Task statement> Below are the entries to retype; reproduce each one exactly.

Source data>

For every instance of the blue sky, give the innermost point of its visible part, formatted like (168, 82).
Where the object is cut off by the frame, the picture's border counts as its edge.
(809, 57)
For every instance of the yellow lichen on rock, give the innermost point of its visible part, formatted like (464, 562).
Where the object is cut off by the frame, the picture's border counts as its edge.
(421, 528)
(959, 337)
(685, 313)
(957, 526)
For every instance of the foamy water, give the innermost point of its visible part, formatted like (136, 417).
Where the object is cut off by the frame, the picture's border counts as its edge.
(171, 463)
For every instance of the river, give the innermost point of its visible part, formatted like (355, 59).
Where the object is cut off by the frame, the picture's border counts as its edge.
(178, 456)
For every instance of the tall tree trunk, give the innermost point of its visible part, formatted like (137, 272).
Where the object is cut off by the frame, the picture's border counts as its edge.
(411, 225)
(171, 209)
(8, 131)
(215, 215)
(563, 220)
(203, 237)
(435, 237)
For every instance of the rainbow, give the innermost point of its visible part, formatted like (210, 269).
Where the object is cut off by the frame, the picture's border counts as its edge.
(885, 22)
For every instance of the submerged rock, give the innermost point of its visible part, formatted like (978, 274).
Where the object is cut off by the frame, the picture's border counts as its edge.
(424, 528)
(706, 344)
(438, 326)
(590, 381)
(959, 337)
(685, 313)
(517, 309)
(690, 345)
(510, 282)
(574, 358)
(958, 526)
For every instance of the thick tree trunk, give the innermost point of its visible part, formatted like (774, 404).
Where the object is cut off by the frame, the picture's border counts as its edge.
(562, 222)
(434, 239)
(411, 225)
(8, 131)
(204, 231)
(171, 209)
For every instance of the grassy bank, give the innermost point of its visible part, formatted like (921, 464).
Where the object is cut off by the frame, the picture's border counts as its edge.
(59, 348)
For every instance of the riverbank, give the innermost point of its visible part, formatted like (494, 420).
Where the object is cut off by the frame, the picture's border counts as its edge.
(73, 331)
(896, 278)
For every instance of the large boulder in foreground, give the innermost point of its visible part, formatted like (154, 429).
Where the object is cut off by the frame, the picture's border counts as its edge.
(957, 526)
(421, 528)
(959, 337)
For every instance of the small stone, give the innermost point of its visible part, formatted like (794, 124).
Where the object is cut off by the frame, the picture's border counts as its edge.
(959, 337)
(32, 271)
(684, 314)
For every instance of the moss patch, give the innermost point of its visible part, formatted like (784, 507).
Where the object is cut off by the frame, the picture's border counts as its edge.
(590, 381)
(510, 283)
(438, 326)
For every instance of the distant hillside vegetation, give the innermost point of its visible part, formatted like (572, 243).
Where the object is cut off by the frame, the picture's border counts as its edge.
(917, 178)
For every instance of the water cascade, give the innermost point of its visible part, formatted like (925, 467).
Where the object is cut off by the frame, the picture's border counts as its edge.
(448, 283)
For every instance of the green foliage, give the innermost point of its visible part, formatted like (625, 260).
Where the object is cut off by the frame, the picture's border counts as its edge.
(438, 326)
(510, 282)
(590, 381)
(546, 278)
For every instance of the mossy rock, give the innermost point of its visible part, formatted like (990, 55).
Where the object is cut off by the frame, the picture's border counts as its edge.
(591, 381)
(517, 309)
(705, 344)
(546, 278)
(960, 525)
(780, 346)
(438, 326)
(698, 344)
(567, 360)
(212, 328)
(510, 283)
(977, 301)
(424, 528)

Answer>
For every instance of the blue sky, give the innermost point of its visible part, formatted like (168, 82).
Where the object is cut off by the frame, the picture's border counts as its edge.
(809, 57)
For every instance of the yellow lichen on rock, give the innermost point of its visible part, formatted like (464, 562).
Where the object is cut off by the frame, the picture's border counts as its edge.
(421, 528)
(959, 337)
(685, 313)
(957, 526)
For every instance of the foamy water, give the innermost point of its visible part, formatted like (136, 417).
Where the object is cut off by the frame, the picture's border counts as its edge.
(171, 463)
For every instance of the river, give the innermost point of its visible part, formatted like (355, 59).
Where the object is cut off by the frame, the picture's border counts as its edge.
(178, 456)
For every instance of the tall tree trunk, give the innermost point of its visible part, formatted like (137, 272).
Where the object is cut off by the frame, the picture's border counts as its edge.
(411, 225)
(171, 209)
(8, 131)
(215, 215)
(563, 220)
(203, 237)
(435, 237)
For every instance of the rainbow, give the innermost point of its visible part, formatted like (210, 269).
Where the object is cut off by the frame, the picture's border counts as its edge.
(885, 22)
For every instance of the submerged rock, give the innermost point of its visible part, formatted like (978, 274).
Where the object is cut off by the frame, the picture's border counts as its edge.
(424, 528)
(706, 344)
(438, 326)
(590, 381)
(959, 337)
(685, 313)
(517, 309)
(690, 345)
(510, 282)
(574, 358)
(958, 526)
For every instance of the thick tree trunk, give the innermost point of its visible part, formatted like (774, 404).
Where the object is cut off by the frame, the picture's border counts as its edge.
(562, 222)
(434, 239)
(411, 225)
(8, 131)
(204, 231)
(171, 209)
For every instance of the grassy bank, give the innermost point of its visible part, formatted like (921, 464).
Where the object is cut off by the frame, the picture's border counts as its edge.
(59, 348)
For every instance of the riverbank, give the innermost point of its visible part, formatted like (494, 420).
Where the object is cut off by the frame, the picture's border counts as its edge.
(73, 331)
(896, 278)
For every instance of the large boulder in foreground, give the innermost point of its visible part, formatted like (154, 429).
Where the object is cut off by the frame, the picture's border counts as its edge.
(957, 526)
(421, 528)
(959, 337)
For every instance of the small stone, give the innermost point of its visible part, formatted like (794, 124).
Where the object is cut off by the frame, the picture's border counts as its edge.
(959, 337)
(32, 271)
(684, 314)
For every instance of the moss patch, give the innermost point of its visible part, formatted like (784, 507).
Where the object is cut off by the frame, the picture's border counts as its edge.
(590, 381)
(510, 283)
(438, 326)
For every instance of the distant hillside vegetation, give the innermost point of its visible part, formatted like (572, 243).
Where the object is cut off by the frame, the picture's border counts as its edge.
(917, 178)
For every instance of the water cascade, give the innermost point of its visible part, formatted like (925, 467).
Where the object is cut off by the frame, the picture's border counts as its edge.
(448, 283)
For every instance of the green foliage, give the innermost point of its visible part, formatted like (625, 260).
Where the object is cut off by the frame, the picture's border counts as its edge.
(438, 326)
(510, 282)
(590, 381)
(546, 278)
For every instance of the mossy rock, give the innermost point of its visible part, formatted like (990, 55).
Where the object is cut off by the frame, the picture's border counts as its edge.
(591, 381)
(517, 309)
(705, 344)
(546, 278)
(960, 525)
(780, 346)
(438, 326)
(698, 344)
(567, 360)
(212, 328)
(510, 283)
(977, 301)
(424, 528)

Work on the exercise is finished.